◆ **EXCERPT**

Please justify your assumptions.

There is a lot of data on social networks that says that is not how
they look.  I see no reason to believe the social networks a freenet
darknet would be built upon would be different.

Evan

On 8/26/06, urza9814 at gmail.com <urza9814 at gmail.com> wrote:
> Yea, but you don't know all the nodes in the network, you just know
> the ones your connected to. So if one of those links between the
> networks goes down, half your downloads stall out and die. And
> wouldn't that put a pretty big strain on certain computers? I mean, if
> you get this global network of small networks...90% of the data you
> request will probably be on another 'network'. The number of
> connections between these networks is going to be a lot smaller than
> connections within the network. Therefore the computers that connect
> between them are gonna have a much greater strain on them than the
> ones that are only linked to one 'network'. And if these individual
> networks fully connect and integrate...you have an opennet. Except you
> have to physically get your node connections from someone else. So you
> have an opennet with much fewer connections, which doesn't seem like a
> good thing.

◆ **YOUR TASKS**
[A] In the region labeling entries, copy out word for word the part that opens with the line containing "Please annotate the tree with" and runs through the end of the entries, including both ends.
[B] Carry on the mailing-list exchange about how darknet networks are structured from the point where it stops.
The entries that follow have nothing to do with the text above.

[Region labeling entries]
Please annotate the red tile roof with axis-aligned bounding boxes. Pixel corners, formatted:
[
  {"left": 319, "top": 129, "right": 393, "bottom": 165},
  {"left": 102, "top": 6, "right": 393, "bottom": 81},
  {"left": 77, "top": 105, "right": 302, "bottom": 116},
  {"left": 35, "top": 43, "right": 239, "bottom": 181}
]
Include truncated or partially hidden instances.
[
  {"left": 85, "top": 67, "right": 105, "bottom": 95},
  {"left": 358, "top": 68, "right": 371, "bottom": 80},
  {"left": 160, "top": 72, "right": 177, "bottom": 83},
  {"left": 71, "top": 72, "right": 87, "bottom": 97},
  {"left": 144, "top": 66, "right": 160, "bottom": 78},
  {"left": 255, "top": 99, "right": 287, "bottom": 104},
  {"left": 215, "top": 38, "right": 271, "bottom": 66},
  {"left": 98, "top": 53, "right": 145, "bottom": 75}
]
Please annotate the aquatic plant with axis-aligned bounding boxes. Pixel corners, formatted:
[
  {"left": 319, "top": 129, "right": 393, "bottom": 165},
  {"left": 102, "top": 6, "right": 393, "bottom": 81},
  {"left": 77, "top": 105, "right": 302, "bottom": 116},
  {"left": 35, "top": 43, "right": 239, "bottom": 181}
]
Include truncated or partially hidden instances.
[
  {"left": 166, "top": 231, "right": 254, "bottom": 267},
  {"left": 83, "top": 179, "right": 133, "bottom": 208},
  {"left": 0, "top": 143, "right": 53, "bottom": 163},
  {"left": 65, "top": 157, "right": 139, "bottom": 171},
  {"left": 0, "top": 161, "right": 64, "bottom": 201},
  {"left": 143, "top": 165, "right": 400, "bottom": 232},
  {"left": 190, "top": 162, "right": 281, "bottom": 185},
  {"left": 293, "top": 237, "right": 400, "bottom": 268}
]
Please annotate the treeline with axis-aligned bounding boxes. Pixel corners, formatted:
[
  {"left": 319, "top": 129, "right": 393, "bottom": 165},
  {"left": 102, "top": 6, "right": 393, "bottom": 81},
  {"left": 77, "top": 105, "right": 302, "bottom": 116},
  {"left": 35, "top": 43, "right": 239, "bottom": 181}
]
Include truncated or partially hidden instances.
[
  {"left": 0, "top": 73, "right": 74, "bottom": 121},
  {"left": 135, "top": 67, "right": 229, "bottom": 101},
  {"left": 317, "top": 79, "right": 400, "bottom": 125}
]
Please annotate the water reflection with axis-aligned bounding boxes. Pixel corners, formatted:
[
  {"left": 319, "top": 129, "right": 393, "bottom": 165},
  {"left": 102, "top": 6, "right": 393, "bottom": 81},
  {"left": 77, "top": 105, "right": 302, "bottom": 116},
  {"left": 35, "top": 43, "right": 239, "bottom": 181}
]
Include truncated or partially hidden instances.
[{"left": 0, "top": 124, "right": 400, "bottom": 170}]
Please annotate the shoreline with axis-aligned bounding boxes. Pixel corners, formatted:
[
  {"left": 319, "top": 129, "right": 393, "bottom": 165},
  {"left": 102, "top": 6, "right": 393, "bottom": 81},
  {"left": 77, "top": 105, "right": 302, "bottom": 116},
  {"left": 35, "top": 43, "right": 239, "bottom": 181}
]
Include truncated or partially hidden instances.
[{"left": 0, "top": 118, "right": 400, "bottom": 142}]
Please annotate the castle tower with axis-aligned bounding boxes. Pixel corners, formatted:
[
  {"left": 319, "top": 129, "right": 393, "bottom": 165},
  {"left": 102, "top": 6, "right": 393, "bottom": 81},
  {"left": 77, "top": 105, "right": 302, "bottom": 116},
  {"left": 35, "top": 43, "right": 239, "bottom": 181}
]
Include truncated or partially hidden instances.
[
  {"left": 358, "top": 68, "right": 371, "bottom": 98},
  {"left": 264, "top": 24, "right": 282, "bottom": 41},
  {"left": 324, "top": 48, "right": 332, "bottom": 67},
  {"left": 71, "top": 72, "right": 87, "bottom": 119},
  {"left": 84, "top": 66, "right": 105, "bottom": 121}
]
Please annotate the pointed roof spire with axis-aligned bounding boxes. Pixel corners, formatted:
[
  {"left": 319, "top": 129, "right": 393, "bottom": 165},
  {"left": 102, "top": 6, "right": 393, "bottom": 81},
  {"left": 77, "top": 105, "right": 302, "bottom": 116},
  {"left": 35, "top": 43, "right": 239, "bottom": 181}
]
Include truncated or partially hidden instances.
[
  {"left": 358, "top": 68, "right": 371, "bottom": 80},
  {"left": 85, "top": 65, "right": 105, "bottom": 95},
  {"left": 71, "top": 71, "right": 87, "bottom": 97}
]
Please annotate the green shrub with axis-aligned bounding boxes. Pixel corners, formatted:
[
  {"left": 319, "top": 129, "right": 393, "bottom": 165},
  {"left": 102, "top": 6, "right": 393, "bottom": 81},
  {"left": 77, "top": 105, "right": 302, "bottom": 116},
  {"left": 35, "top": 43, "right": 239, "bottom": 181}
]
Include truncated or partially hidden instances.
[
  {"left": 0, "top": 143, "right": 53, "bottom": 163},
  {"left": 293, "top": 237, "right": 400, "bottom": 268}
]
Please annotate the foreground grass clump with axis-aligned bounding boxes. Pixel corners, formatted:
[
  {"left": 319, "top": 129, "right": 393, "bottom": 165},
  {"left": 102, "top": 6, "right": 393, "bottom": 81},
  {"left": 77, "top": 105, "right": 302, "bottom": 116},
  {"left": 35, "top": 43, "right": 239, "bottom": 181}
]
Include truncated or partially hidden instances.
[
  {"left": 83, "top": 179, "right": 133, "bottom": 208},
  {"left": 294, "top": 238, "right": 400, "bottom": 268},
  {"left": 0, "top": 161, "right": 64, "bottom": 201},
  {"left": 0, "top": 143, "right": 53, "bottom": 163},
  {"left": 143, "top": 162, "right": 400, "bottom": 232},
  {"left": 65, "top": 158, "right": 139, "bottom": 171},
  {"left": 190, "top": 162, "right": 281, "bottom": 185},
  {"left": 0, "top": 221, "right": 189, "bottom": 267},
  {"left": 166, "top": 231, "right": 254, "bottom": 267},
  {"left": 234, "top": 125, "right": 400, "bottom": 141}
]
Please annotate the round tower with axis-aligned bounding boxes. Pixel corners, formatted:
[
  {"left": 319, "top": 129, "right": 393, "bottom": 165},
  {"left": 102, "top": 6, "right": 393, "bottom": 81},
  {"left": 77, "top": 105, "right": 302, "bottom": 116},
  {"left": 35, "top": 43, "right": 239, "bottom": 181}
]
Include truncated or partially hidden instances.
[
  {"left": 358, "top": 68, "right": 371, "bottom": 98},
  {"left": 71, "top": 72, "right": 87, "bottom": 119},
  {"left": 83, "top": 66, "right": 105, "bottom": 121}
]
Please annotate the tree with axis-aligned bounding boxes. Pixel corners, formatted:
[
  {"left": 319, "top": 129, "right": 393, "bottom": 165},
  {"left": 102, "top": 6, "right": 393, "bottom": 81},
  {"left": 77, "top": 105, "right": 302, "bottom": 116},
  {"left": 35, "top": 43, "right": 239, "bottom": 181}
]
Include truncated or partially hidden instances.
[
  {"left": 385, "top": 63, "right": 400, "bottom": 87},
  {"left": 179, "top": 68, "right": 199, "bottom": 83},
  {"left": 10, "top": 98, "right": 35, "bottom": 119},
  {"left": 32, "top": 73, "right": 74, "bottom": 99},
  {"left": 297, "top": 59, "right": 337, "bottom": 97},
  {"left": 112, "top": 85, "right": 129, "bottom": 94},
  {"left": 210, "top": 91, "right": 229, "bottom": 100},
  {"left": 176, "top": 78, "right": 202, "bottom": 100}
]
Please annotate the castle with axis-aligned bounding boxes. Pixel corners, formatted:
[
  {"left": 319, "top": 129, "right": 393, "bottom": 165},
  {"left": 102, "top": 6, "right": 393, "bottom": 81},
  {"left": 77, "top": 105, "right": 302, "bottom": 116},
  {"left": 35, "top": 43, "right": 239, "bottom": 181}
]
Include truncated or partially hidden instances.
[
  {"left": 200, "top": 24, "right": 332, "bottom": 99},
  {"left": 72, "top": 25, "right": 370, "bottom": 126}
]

◆ **ANSWERS BY TASK**
[A]
Please annotate the tree with axis-aligned bounding boxes. Pixel corners, formatted:
[
  {"left": 319, "top": 129, "right": 393, "bottom": 165},
  {"left": 102, "top": 6, "right": 393, "bottom": 81},
  {"left": 77, "top": 105, "right": 302, "bottom": 116},
  {"left": 35, "top": 43, "right": 239, "bottom": 181}
]
Include truncated or partially hidden instances.
[
  {"left": 385, "top": 63, "right": 400, "bottom": 87},
  {"left": 179, "top": 68, "right": 199, "bottom": 83},
  {"left": 10, "top": 98, "right": 35, "bottom": 119},
  {"left": 32, "top": 73, "right": 74, "bottom": 99},
  {"left": 297, "top": 59, "right": 337, "bottom": 97},
  {"left": 112, "top": 85, "right": 129, "bottom": 94},
  {"left": 210, "top": 91, "right": 229, "bottom": 100},
  {"left": 176, "top": 78, "right": 202, "bottom": 100}
]
Please annotate the castle with axis-aligned bounding boxes. Pixel corners, formatted:
[
  {"left": 319, "top": 129, "right": 393, "bottom": 165},
  {"left": 102, "top": 6, "right": 393, "bottom": 81},
  {"left": 77, "top": 105, "right": 302, "bottom": 116},
  {"left": 35, "top": 43, "right": 239, "bottom": 181}
]
Include truncated or partially hidden instances.
[
  {"left": 200, "top": 24, "right": 332, "bottom": 99},
  {"left": 72, "top": 25, "right": 370, "bottom": 126}
]

[B]
>
>
> On 8/26/06, Evan Daniel <evanbd at gmail.com> wrote:
> > On 8/26/06, diddler4u at hotmail.com <diddler4u at hotmail.com> wrote:
> > > >>Freenet 0.5 is an opennet. You connect to any random node that happens
> > > >>to be on. Freenet 0.7 doesn't have this yet. In 0.7, there is no main
> > > >>network. There might be now, but the idea of the way it currently is
> > > >>setup is to allow small groups to connect without connecting to
> > > >>everyone else.
> > > >
> > > >That is not true.  Freenet 0.7 is designed to form one global  network, 
> > > >not
> > > >multiple independent networks consisting of small groups.
> > > >
> > > >Ian.
> > >
> > > Ian,
> > >
> > > How can freenet grow to be a global network unless someone in one group
> > > trades connection information with someone in another group?
> > >
> > > Hypothetical - A group of people in England, another in France, another in
> > > Russia, and another in China have grown individual trusted 0.7 freenets. 
> > > No
> > > one in any of these groups knows someone in the other freenet group, and
> > > they don't want to just advertise in IRC chat to find someone to connect 
> > > to
> > > because they don't know and trust this as a way to add people to their
> > > freenet. How will these freenet groups become a part of a global network?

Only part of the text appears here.